* _RECORDS FOR THIS TASK_:
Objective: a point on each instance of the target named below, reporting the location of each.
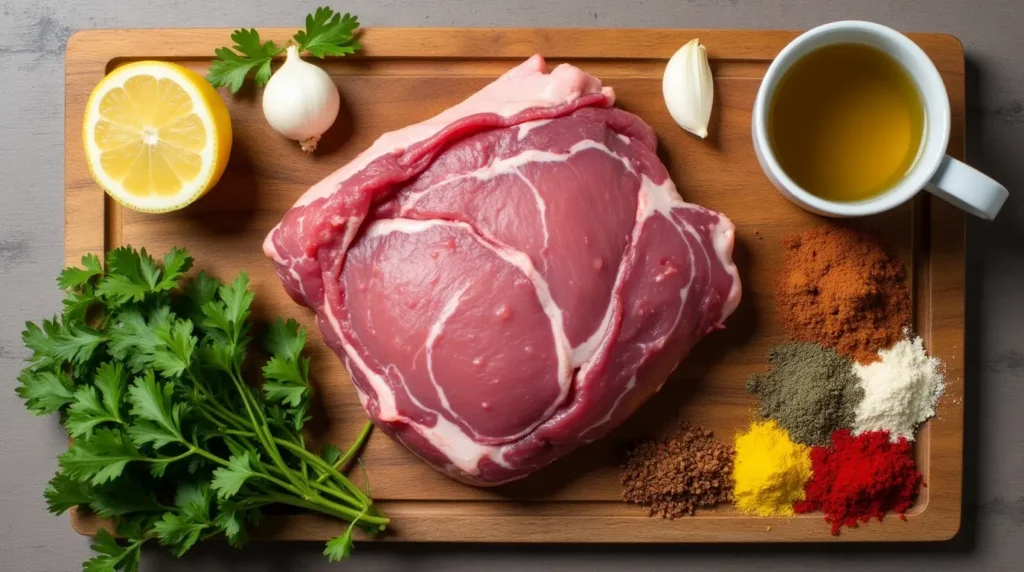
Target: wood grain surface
(407, 75)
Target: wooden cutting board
(404, 76)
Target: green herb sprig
(171, 440)
(327, 33)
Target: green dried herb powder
(809, 390)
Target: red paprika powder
(859, 478)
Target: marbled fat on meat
(509, 279)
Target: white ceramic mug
(945, 177)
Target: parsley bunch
(170, 440)
(327, 33)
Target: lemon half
(157, 135)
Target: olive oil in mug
(846, 122)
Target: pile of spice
(860, 478)
(770, 471)
(674, 476)
(900, 391)
(839, 288)
(811, 391)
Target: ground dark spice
(809, 390)
(839, 288)
(676, 475)
(860, 478)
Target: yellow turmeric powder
(770, 471)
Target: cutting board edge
(90, 52)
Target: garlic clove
(689, 88)
(301, 100)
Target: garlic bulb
(688, 88)
(300, 100)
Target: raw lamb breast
(511, 278)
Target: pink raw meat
(510, 279)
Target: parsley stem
(354, 448)
(212, 404)
(264, 437)
(323, 465)
(326, 507)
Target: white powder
(900, 391)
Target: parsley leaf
(153, 402)
(230, 69)
(124, 496)
(287, 381)
(232, 518)
(58, 343)
(113, 557)
(77, 304)
(133, 341)
(99, 458)
(44, 391)
(182, 529)
(88, 410)
(62, 493)
(328, 33)
(130, 276)
(200, 291)
(340, 547)
(147, 378)
(73, 277)
(227, 481)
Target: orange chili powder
(841, 289)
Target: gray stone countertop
(33, 35)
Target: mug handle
(968, 188)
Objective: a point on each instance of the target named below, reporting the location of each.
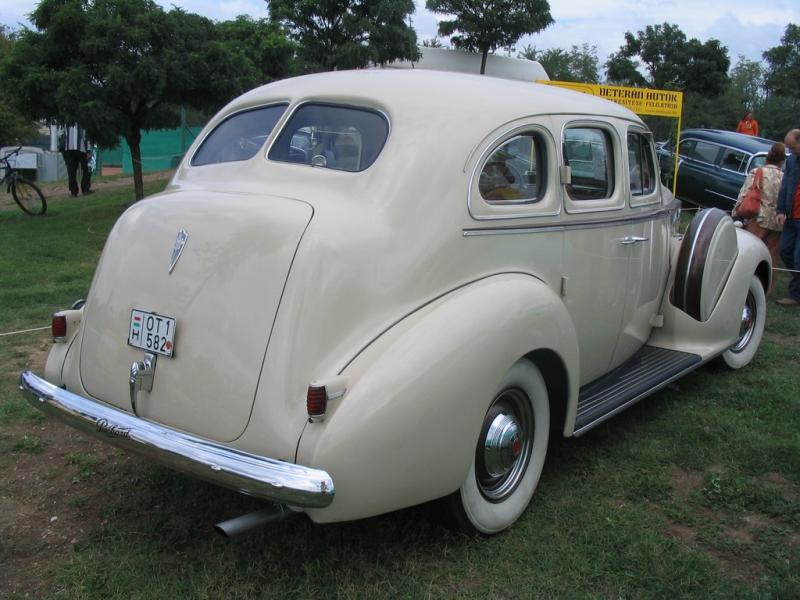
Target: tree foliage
(781, 106)
(119, 67)
(670, 61)
(486, 25)
(15, 127)
(579, 63)
(347, 34)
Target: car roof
(417, 89)
(748, 143)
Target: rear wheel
(751, 328)
(509, 456)
(28, 197)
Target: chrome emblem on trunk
(177, 249)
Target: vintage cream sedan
(366, 290)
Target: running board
(646, 372)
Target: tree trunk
(133, 140)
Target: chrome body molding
(648, 215)
(250, 474)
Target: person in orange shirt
(748, 125)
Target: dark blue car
(712, 165)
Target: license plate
(152, 332)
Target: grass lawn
(693, 493)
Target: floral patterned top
(770, 185)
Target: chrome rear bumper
(266, 478)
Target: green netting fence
(161, 149)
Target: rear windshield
(332, 137)
(239, 137)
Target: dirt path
(56, 191)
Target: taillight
(316, 401)
(58, 326)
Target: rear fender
(406, 428)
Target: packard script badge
(177, 249)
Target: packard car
(367, 290)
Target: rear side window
(641, 165)
(734, 160)
(704, 152)
(513, 172)
(589, 154)
(332, 137)
(239, 137)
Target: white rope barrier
(25, 331)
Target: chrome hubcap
(502, 445)
(749, 314)
(504, 448)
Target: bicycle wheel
(29, 197)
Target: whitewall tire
(751, 330)
(509, 456)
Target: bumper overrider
(266, 478)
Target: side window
(641, 165)
(239, 137)
(759, 160)
(513, 172)
(589, 154)
(705, 152)
(687, 149)
(332, 137)
(735, 160)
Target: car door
(730, 177)
(696, 169)
(597, 235)
(648, 245)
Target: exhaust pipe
(232, 527)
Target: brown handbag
(750, 205)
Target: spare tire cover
(705, 260)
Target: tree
(578, 64)
(661, 57)
(263, 44)
(782, 104)
(670, 61)
(120, 67)
(14, 126)
(347, 34)
(432, 43)
(486, 25)
(783, 72)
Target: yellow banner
(642, 101)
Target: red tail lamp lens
(59, 326)
(316, 401)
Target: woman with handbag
(758, 199)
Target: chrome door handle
(142, 374)
(632, 239)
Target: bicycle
(27, 196)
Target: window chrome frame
(281, 125)
(202, 140)
(654, 196)
(547, 204)
(616, 201)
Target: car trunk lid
(224, 291)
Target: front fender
(405, 430)
(716, 334)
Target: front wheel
(28, 197)
(509, 455)
(751, 328)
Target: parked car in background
(367, 290)
(712, 165)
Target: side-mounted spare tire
(705, 260)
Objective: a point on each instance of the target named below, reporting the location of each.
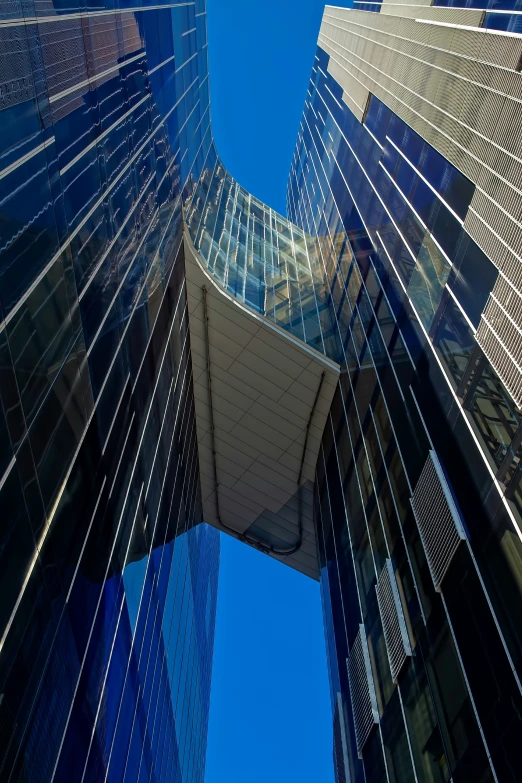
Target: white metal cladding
(393, 621)
(440, 526)
(362, 690)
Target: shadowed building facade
(339, 388)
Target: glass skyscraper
(339, 388)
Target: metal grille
(500, 336)
(393, 621)
(440, 526)
(362, 690)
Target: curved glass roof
(260, 257)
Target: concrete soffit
(259, 440)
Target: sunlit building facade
(407, 170)
(339, 388)
(108, 587)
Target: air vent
(440, 526)
(362, 690)
(393, 621)
(500, 336)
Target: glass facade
(108, 586)
(260, 257)
(108, 579)
(407, 286)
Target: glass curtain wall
(390, 237)
(108, 590)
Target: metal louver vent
(362, 690)
(440, 527)
(393, 621)
(340, 745)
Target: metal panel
(362, 690)
(393, 621)
(440, 526)
(340, 743)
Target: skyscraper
(407, 170)
(339, 388)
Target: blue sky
(270, 719)
(261, 54)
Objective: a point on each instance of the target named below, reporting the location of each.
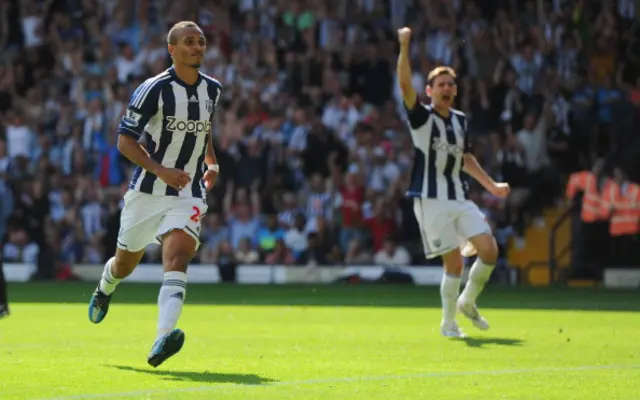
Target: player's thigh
(473, 226)
(179, 232)
(125, 262)
(453, 262)
(139, 223)
(436, 226)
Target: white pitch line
(371, 378)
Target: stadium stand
(310, 135)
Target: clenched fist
(404, 35)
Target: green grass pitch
(321, 343)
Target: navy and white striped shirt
(439, 144)
(173, 119)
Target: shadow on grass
(202, 377)
(481, 342)
(408, 296)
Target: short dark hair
(172, 36)
(438, 71)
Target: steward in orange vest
(621, 202)
(589, 232)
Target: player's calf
(450, 288)
(115, 270)
(478, 277)
(178, 248)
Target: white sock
(449, 290)
(108, 283)
(478, 277)
(170, 301)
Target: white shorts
(146, 218)
(446, 224)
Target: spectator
(310, 118)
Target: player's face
(190, 48)
(443, 90)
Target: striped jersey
(173, 120)
(439, 144)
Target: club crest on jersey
(209, 104)
(440, 144)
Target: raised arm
(404, 69)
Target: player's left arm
(210, 159)
(471, 166)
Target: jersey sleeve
(418, 115)
(142, 107)
(215, 93)
(468, 145)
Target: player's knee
(120, 268)
(452, 262)
(177, 262)
(488, 250)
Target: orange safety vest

* _THE PROBLEM_:
Transcribe the full listing above exactly as it stands, minus the pictures.

* _SOLUTION_:
Objective: a point on each instance of the target named below, reporting the location of each.
Target: wood grain surface
(407, 75)
Target: wooden cutting board
(404, 76)
Target: green herb sprig
(171, 440)
(327, 33)
Target: green dried herb powder
(809, 390)
Target: red paprika powder
(859, 478)
Target: marbled fat on meat
(509, 279)
Target: white ceramic mug
(945, 177)
Target: parsley bunch
(170, 440)
(327, 33)
Target: lemon half
(157, 135)
Target: olive oil in mug
(846, 122)
Target: pile of spice
(860, 478)
(770, 471)
(674, 476)
(900, 391)
(839, 288)
(811, 391)
Target: ground dark spice
(809, 390)
(839, 288)
(676, 475)
(860, 478)
Target: yellow turmeric powder
(770, 471)
Target: cutting board edge
(90, 52)
Target: garlic clove
(689, 88)
(301, 100)
Target: garlic bulb
(688, 88)
(300, 100)
Target: raw lamb breast
(511, 278)
Target: pink raw meat
(510, 279)
Target: parsley stem
(354, 448)
(212, 404)
(264, 437)
(323, 465)
(326, 507)
Target: white powder
(900, 391)
Target: parsley leaf
(153, 402)
(230, 69)
(124, 496)
(287, 381)
(232, 518)
(58, 343)
(113, 557)
(77, 304)
(133, 341)
(99, 458)
(44, 391)
(182, 529)
(88, 410)
(62, 493)
(328, 33)
(130, 276)
(200, 291)
(340, 547)
(147, 378)
(73, 277)
(227, 481)
Target: orange chili powder
(841, 289)
Target: gray stone countertop
(33, 35)
Target: mug handle
(968, 188)
Objective: a point on each instance of the target named below, reporting the location of each.
Target: tree foliage
(781, 106)
(119, 67)
(670, 61)
(486, 25)
(15, 127)
(579, 63)
(347, 34)
Target: car roof
(417, 89)
(748, 143)
Target: rear wheel
(751, 328)
(509, 456)
(28, 197)
Target: chrome emblem on trunk
(177, 249)
Target: vintage cream sedan
(366, 290)
Target: running board
(646, 372)
Target: tree trunk
(133, 140)
Target: chrome body molding
(648, 215)
(250, 474)
Target: person in orange shirt
(748, 125)
Target: dark blue car
(712, 165)
Target: license plate
(152, 332)
Target: grass lawn
(693, 493)
Target: floral patterned top
(770, 185)
Target: chrome rear bumper
(266, 478)
Target: green netting fence
(161, 149)
Target: rear windshield
(332, 137)
(239, 137)
Target: dirt path
(56, 191)
Target: taillight
(316, 401)
(58, 326)
Target: rear fender
(406, 428)
Target: packard script badge
(177, 249)
Target: packard car
(367, 290)
Target: rear side window
(641, 165)
(734, 160)
(704, 152)
(513, 172)
(589, 154)
(332, 137)
(239, 137)
Target: white rope barrier
(25, 331)
Target: chrome hubcap
(502, 445)
(749, 314)
(504, 448)
Target: bicycle wheel
(29, 197)
Target: whitewall tire
(751, 330)
(509, 456)
Target: bumper overrider
(266, 478)
Target: side window
(641, 165)
(239, 137)
(759, 160)
(513, 172)
(589, 154)
(705, 152)
(687, 149)
(332, 137)
(735, 160)
Target: car door
(730, 177)
(696, 169)
(597, 235)
(648, 245)
Target: exhaust pipe
(232, 527)
Target: brown handbag
(750, 205)
Target: spare tire cover
(705, 260)
Target: tree
(578, 64)
(661, 57)
(263, 44)
(782, 104)
(670, 61)
(120, 67)
(14, 126)
(347, 34)
(432, 43)
(486, 25)
(783, 72)
Target: yellow banner
(642, 101)
Target: red tail lamp lens
(59, 326)
(316, 401)
Target: woman with handbag
(758, 199)
Target: chrome door handle
(142, 374)
(632, 239)
Target: bicycle
(27, 196)
Target: window chrome frame
(281, 125)
(202, 140)
(654, 196)
(547, 204)
(616, 201)
Target: car trunk lid
(224, 291)
Target: front fender
(405, 430)
(716, 334)
Target: front wheel
(28, 197)
(509, 455)
(751, 328)
Target: parked car in background
(367, 290)
(712, 165)
Target: side-mounted spare tire
(705, 260)
Objective: a point on each instance of the target named below, reporting the location of each.
Target: white metal cladding
(393, 621)
(440, 526)
(362, 690)
Target: shadowed building facade
(339, 388)
Target: glass skyscraper
(339, 388)
Target: metal grille
(500, 336)
(393, 621)
(440, 526)
(362, 690)
Target: curved glass roof
(260, 257)
Target: concrete soffit
(259, 440)
Target: sunlit building facade
(407, 170)
(339, 388)
(108, 587)
Target: air vent
(440, 526)
(362, 690)
(393, 621)
(500, 336)
Target: glass facade
(108, 586)
(260, 257)
(108, 579)
(407, 286)
Target: glass curtain wall
(390, 237)
(108, 590)
Target: metal louver vent
(362, 690)
(440, 527)
(393, 621)
(340, 745)
Target: metal panel
(362, 690)
(393, 621)
(440, 526)
(340, 743)
Target: skyscraper
(407, 170)
(339, 388)
Target: blue sky
(270, 719)
(261, 54)
Objective: a point on each instance of the target named below, reporting the location of each.
Target: player's thigh
(473, 226)
(179, 232)
(125, 262)
(453, 262)
(139, 223)
(436, 226)
Target: white pitch line
(371, 378)
Target: stadium stand
(310, 135)
Target: clenched fist
(404, 35)
Target: green grass pitch
(321, 343)
Target: navy and white striped shirt
(439, 144)
(173, 119)
Target: shadow on grass
(202, 377)
(481, 342)
(408, 296)
Target: short dark hair
(172, 36)
(438, 71)
Target: steward in orange vest
(621, 202)
(589, 232)
Target: player's calf
(450, 288)
(115, 270)
(478, 277)
(178, 248)
Target: white sock
(449, 290)
(108, 283)
(478, 277)
(170, 301)
Target: white shorts
(146, 218)
(446, 224)
Target: spectator
(310, 118)
Target: player's face
(190, 48)
(443, 90)
Target: striped jersey
(173, 120)
(439, 144)
Target: club crest on jersey
(209, 104)
(440, 144)
Target: raised arm
(404, 69)
Target: player's left arm
(210, 159)
(471, 166)
Target: jersey sleeve
(418, 115)
(142, 107)
(215, 93)
(468, 145)
Target: player's knee
(120, 268)
(452, 262)
(177, 262)
(488, 250)
Target: orange safety vest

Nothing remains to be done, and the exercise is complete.